* [Exercise material]
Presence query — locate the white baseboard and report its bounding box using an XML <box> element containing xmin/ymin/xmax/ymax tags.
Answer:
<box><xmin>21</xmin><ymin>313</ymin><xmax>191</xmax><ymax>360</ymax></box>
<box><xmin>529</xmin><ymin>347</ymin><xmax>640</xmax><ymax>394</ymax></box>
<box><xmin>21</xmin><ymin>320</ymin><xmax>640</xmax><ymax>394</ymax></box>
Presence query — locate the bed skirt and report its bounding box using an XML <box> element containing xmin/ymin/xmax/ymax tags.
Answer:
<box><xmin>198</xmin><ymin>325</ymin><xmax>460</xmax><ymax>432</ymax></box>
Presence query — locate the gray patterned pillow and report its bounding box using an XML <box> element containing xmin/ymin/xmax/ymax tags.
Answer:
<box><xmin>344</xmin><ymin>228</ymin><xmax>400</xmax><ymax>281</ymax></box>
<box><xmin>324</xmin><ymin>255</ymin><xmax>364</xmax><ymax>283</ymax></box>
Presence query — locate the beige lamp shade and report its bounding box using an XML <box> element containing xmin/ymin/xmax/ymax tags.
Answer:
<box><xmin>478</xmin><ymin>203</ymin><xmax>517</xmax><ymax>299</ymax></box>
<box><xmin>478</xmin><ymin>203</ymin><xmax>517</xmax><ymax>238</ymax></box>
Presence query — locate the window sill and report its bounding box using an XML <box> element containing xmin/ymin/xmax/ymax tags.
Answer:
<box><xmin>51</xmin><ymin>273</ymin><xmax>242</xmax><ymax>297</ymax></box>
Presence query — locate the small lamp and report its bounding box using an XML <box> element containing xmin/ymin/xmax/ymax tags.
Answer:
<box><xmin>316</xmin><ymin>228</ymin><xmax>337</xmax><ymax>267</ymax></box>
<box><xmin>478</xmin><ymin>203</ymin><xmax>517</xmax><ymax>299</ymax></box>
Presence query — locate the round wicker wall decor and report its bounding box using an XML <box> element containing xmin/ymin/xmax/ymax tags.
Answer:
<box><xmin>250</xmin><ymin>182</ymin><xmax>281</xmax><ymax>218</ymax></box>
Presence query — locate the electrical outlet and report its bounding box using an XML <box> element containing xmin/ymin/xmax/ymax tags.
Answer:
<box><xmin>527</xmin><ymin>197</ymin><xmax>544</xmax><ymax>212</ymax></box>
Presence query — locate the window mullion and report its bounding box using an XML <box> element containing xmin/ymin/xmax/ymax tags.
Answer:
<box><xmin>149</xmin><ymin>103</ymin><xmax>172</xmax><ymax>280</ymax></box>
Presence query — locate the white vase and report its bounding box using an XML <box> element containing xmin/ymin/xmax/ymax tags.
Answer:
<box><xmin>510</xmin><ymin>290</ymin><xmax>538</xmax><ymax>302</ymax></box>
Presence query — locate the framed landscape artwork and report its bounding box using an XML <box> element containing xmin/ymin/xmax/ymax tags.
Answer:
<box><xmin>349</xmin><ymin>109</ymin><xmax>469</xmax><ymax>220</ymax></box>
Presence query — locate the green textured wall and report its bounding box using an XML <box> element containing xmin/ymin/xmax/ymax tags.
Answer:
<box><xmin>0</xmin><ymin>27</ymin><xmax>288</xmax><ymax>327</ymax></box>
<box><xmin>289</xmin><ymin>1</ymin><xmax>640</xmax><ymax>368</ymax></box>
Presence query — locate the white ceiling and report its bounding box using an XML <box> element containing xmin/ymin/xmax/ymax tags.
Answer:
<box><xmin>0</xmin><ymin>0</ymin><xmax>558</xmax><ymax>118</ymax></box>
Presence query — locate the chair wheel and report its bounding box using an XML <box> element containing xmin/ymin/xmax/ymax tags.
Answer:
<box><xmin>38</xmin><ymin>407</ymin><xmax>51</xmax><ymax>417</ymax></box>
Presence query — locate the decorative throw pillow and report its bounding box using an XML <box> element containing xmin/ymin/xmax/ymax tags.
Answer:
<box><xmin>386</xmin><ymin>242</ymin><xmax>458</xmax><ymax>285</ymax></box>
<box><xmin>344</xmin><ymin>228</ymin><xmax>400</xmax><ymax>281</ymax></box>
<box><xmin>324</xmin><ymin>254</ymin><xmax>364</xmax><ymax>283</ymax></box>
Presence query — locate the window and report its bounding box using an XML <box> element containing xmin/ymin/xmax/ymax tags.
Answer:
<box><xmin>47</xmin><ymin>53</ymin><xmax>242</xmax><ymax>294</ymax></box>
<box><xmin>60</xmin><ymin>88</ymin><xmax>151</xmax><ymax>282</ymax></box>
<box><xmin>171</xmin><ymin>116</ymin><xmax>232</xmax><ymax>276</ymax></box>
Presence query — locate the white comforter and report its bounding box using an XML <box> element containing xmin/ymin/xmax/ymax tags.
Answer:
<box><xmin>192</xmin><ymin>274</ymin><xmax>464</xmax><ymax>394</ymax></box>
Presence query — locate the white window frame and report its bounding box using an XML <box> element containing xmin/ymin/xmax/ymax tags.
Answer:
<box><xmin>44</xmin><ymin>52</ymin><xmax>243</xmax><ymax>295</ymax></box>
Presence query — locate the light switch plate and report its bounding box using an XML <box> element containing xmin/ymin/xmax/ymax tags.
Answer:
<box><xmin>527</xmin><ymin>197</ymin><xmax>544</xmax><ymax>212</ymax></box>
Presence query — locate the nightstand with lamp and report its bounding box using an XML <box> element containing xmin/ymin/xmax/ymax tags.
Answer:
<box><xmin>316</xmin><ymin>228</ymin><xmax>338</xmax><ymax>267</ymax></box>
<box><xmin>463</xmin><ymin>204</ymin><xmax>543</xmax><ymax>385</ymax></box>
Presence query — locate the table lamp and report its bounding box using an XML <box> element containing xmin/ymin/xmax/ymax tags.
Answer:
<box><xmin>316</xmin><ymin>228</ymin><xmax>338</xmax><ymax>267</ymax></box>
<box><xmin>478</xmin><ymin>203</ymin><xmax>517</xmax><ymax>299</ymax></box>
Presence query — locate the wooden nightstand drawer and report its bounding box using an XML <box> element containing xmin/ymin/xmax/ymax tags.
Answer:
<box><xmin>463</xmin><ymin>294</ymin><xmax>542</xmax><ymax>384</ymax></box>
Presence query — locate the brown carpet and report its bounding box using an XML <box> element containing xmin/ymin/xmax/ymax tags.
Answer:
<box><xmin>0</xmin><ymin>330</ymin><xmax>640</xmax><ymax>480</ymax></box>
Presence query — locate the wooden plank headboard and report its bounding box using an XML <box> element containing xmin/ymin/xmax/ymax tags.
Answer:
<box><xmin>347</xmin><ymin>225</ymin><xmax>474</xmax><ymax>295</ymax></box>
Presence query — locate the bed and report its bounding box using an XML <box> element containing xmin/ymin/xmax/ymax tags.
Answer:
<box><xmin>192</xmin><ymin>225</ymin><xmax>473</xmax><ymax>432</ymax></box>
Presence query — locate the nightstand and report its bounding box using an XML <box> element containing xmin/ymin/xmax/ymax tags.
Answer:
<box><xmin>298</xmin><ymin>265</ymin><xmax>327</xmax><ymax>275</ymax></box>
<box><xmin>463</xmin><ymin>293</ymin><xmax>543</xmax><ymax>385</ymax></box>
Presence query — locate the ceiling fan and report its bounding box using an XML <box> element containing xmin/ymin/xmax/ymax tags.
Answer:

* [Task requirements] Collect every line of the records that contains the word "wall" and copy each one in full.

* [Reply to the exercise]
Presence query — locate the round wicker wall decor and report its bounding box using an XML <box> element containing xmin/ymin/xmax/ymax tags.
Presence query — locate the green textured wall and report its bounding box using an XML <box> element containing xmin/ymin/xmax/ymax tags.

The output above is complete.